---------- Bacaan ----------
Warga AS Kelahiran Jerusalem Boleh Cantumkan Israel di Paspor
›
Warga AS Kelahiran Jerusalem...
Iklan
Warga AS Kelahiran Jerusalem Boleh Cantumkan Israel di Paspor
Sepekan jelang pemungutan suara, Presiden Donald Trump mengeluarkan kebijakan membolehkan pencantuman Israel pada paspor warga AS kelahiran Jerusalem. Sebuah tindakan yang tidak dilakukan presiden AS sebelumnya.
Oleh
Mahdi Muhammad
·4 menit baca
WASHINGTON DC, JUMAT — Pemerintahan Presiden Amerika Serikat Donald Trump mengeluarkan kebijakan baru terkait Jerusalem dan Israel dalam hubungan dengan warga AS. Setiap warga AS yang lahir di Jerusalem diperbolehkan untuk mencantumkan Israel sebagai tempat kelahiran mereka di dalam paspor masing-masing.
Kebijakan itu dikeluarkan kurang dari sepekan pelaksanan pemilihan Presiden Amerika Serikat, 3 November. Hal ini memperkuat sokongan Pemerintah AS terhadap keberadaan Jerusalem sebagai ibu kota Israel.
Sampai sekarang, warga AS kelahiran Jerusalem hanya bisa menyebutkan kota kelahirannya itu tanpa menyebutkan secara spesifik negaranya, yaitu Israel.
Pompeo dalam pernyataannya, Kamis (29/10/2020), mengatakan, keputusan untuk mengizinkan warga AS kelahiran Jerusalem memilih mencantumkan Israel atau Jerusalem sebagai tempat kelahiran mereka menunjukkan konsistensi kebijakan Trump yang dimulai sejak Desember 2017.
Saat itu, ia memutuskan pemindahan kantor Kedutaan Besar AS dari Tel Aviv ke Jerusalem. Kebijakan tersebut tidak diambil oleh Pemerintah AS di bawah Presiden Barrack Obama.
Lima tahun lalu, saat Obama berkuasa di Gedung Putih, Mahkamah Agung AS membatalkan aturan yang memungkinkan warga AS kelahiran Jerusalem mencantumkan Israel di paspor-paspor mereka.
Pada waktu itu, Mahkamah Agung AS menilai aturan itu mengganggu kewenangan presiden dalam menetapkan dan mengatur kebijakan luar negerinya.
---------- Data yang Diberikan ----------
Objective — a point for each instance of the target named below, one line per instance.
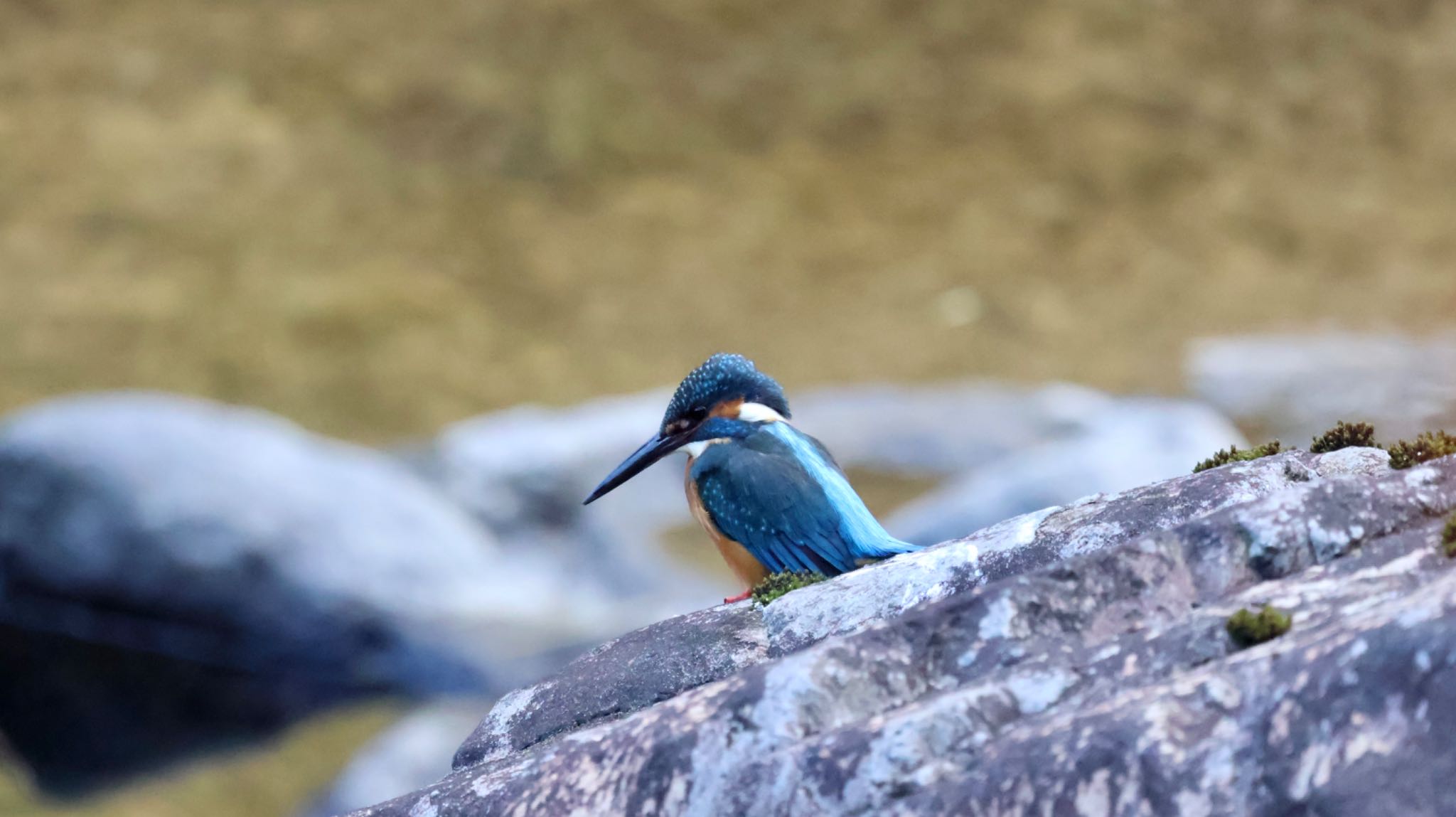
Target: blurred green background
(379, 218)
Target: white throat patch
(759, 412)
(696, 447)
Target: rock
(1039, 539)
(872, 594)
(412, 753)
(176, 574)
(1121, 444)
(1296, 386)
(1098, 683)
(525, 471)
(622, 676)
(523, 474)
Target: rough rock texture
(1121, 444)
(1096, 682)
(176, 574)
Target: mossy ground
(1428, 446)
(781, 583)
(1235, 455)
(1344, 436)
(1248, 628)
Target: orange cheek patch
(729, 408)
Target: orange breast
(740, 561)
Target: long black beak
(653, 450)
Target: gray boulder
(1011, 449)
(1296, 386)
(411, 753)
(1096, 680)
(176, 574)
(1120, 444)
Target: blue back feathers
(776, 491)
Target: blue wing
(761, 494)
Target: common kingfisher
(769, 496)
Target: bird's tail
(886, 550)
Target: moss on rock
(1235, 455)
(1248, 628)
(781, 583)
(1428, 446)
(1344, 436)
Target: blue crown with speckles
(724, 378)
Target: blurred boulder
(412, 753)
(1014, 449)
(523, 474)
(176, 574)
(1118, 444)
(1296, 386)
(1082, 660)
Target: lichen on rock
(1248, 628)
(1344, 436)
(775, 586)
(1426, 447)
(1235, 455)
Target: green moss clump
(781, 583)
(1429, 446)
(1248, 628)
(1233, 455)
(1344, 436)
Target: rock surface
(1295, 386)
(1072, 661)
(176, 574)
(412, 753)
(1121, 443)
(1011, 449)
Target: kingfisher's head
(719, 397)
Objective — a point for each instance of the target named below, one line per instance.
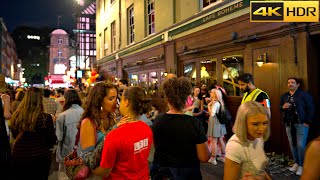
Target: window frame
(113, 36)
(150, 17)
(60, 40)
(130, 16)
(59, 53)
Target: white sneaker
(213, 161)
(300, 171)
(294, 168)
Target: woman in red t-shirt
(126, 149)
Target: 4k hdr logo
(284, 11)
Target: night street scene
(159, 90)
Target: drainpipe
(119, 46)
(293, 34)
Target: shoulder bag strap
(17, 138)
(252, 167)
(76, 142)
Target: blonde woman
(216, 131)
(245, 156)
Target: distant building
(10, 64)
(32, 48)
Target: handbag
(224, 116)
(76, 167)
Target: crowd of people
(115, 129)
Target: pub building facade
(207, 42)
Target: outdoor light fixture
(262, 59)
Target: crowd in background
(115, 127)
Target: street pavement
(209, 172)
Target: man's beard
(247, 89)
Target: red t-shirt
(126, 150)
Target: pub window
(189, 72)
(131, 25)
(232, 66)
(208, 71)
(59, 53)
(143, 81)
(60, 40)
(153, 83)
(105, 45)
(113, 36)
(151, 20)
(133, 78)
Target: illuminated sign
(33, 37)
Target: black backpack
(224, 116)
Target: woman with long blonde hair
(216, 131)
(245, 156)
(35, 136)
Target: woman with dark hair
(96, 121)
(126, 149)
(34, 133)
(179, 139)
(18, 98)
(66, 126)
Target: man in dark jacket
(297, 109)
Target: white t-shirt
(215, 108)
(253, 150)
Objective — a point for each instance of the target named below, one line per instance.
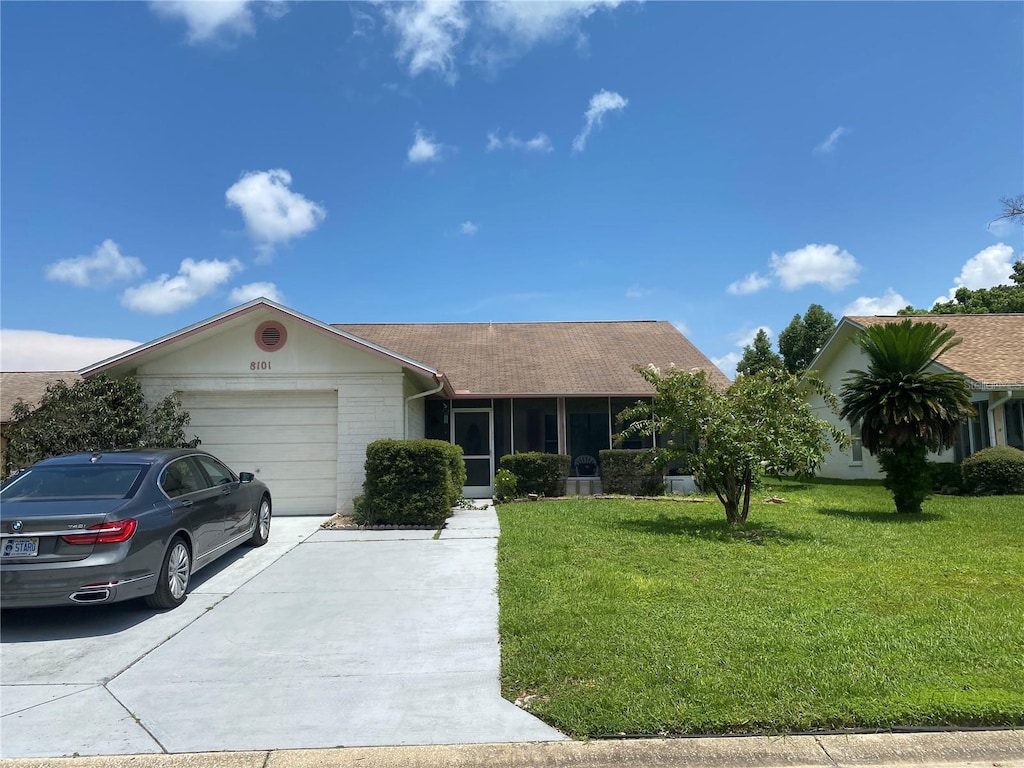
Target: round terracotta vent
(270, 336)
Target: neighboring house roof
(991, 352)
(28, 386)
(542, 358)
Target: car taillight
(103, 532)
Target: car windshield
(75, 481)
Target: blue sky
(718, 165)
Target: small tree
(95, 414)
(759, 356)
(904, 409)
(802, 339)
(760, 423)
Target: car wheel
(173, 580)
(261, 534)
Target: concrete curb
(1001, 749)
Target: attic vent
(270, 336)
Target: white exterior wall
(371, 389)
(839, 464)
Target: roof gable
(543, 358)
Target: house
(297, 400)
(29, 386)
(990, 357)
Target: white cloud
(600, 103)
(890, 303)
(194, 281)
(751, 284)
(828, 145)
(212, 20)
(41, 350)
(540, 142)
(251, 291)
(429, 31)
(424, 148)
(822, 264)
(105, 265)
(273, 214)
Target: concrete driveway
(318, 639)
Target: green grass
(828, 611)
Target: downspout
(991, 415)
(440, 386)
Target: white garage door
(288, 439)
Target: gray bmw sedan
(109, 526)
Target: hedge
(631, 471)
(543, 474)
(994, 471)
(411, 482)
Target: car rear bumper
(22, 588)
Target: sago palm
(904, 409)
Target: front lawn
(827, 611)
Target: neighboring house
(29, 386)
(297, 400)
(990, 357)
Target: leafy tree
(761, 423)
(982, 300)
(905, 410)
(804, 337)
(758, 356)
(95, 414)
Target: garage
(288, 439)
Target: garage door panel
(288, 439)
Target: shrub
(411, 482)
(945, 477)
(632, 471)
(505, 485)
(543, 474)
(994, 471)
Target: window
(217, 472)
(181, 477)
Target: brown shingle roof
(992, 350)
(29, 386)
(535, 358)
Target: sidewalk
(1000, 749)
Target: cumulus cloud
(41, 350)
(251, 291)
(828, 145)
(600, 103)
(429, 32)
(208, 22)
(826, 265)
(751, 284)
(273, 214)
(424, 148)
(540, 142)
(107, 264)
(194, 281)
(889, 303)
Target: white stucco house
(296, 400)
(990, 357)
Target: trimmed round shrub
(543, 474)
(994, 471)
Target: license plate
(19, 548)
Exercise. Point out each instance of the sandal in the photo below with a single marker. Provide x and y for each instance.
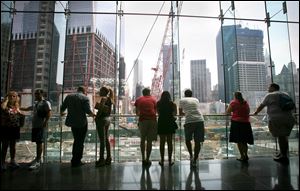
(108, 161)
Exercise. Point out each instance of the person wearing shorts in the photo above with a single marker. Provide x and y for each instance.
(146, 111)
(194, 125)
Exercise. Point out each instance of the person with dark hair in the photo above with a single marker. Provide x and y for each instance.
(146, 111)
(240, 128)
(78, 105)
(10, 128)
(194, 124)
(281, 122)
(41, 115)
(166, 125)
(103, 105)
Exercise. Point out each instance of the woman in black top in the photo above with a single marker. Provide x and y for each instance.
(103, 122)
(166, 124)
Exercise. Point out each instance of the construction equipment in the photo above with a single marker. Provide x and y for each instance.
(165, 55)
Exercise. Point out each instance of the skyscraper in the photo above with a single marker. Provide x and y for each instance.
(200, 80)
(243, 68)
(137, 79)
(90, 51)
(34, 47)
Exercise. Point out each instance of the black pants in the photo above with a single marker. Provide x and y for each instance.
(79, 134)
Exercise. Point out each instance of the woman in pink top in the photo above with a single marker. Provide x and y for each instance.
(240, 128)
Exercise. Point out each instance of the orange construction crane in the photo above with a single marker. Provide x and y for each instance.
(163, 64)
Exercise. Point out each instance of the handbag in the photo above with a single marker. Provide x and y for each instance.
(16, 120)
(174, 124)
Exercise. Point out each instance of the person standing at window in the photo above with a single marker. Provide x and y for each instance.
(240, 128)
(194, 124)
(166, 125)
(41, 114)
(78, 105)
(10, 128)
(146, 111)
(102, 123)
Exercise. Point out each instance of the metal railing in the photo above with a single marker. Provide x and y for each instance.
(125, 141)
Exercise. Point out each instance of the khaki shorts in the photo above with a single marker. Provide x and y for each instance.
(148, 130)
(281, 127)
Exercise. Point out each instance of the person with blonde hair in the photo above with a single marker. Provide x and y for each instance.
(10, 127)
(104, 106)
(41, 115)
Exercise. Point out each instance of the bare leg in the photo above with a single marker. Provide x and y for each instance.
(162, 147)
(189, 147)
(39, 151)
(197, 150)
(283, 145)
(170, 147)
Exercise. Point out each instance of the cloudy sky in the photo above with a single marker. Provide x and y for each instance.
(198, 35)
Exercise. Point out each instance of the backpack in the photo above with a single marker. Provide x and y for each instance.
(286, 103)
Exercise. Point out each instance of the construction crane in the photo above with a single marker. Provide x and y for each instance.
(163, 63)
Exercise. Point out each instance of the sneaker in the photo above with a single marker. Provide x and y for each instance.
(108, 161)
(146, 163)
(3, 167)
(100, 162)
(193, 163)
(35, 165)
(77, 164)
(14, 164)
----------
Latihan – Lanjutkan berita tentang pencantuman Israel di paspor warga AS kelahiran Jerusalem, mulai setelah kalimat terakhirnya.

Jawaban Latihan –
Para pekerja Palestina berbaris untuk melintasi pos pemeriksaan di pintu masuk permukiman Israel di Maale Adumim, dekat Jerusalem, Selasa, 30 Juni 2020.Pompeo, saat mengumumkan perubahan kebijakan keimigrasian itu, mengatakan, AS mengakui Jerusalem sebagai ibu kota dan pusat pemerintahan Israel. Namun, AS tidak akan mengambil posisi terkait masalah kedaulatan Israel di kota tersebut dalam kaitannya dengan Palestina.
”Masalah ini tetap tunduk pada negosiasi status akhir antara kedua pihak,” kata Pompeo.
Jerusalem, kota suci bagi tiga penganut agama keluarga Ibrahim, yaitu Islam, Yahudi, dan Kristen-Katolik, menjadi sumber ketegangan dalam konflik Palestina-Israel setelah AS mengakui kota tersebut sebagai ibu kota Israel menggantikan Tel Aviv. Sebuah langkah yang ditolak oleh dunia internasional dan rakyat Palestina.
Langkah terbaru Trump itu dinilai petinggi Organisasi Pembebasan Palestina sebagai sebuah tindakan untuk menghapus hak-hak warga Palestina. Dia menuding kebijakan itu digunakan Trump untuk meningkatkan potensi raihan suaranya pada pemungutan suara pekan depan.
Dalam sepekan terakhir, pemerintahan Trump mengeluarkan beberapa kebijakan yang pro-Israel, antara lain pencabutan larangan pendanaan atas proyek riset ilmiah Israel yang digelar di wilayah pendudukan Tepi Barat dan Dataran Tinggi Golan, wilayah yang diduduki Israel sejak perang tahun 1967.
Pemerintah Israel juga berencana mengeluarkan izin pembangunan pemukiman warga Yahudi di Kota Hebron meski dalam kesepakatan tidak tertulis dengan Uni Emirat Arab, Israel dan AS menyatakan akan menghentikan rencana pencaplokan wilayah yang selama ini diduduki warga Palestina.
Gugatan hukum
Keputusan Pemerintahan Trump untuk mengizinkan pencantuman Israel sebagai negara kelahiran warga AS yang lahir di Jerusalem tidak terlepas dari gugatan yang dilayangkan Keluarga Zivotofsky terhadap Pemerintah AS tahun 2 002.
Dikutip dari laman Times of Israel, Ari Zivotofsky dan istrinya, keduanya warga negara AS, tidak bisa mendapatkan status warga negara AS bagi anak ketiganya, Menachem Zivotofsky, karena dia lahir di Jerusalem tak lama setelah kedua orangtuanya pindah dari Maryland, AS.
Kedubes AS di Tel Aviv saat itu hanya mencantumkan bahwa Menachem lahir di Jerusalem tanpa menyebut Israel, sebuah hal yang tidak lazim karena setiap pemegang paspor AS yang lahir di luar negeri mencantumkan negara tempat kelahirannya. Bukan kota tempat kelahiran.
Zivotofsky mengatakan, dirinya merasa kebijakan itu sebagai kebijakan yang anti-Israel.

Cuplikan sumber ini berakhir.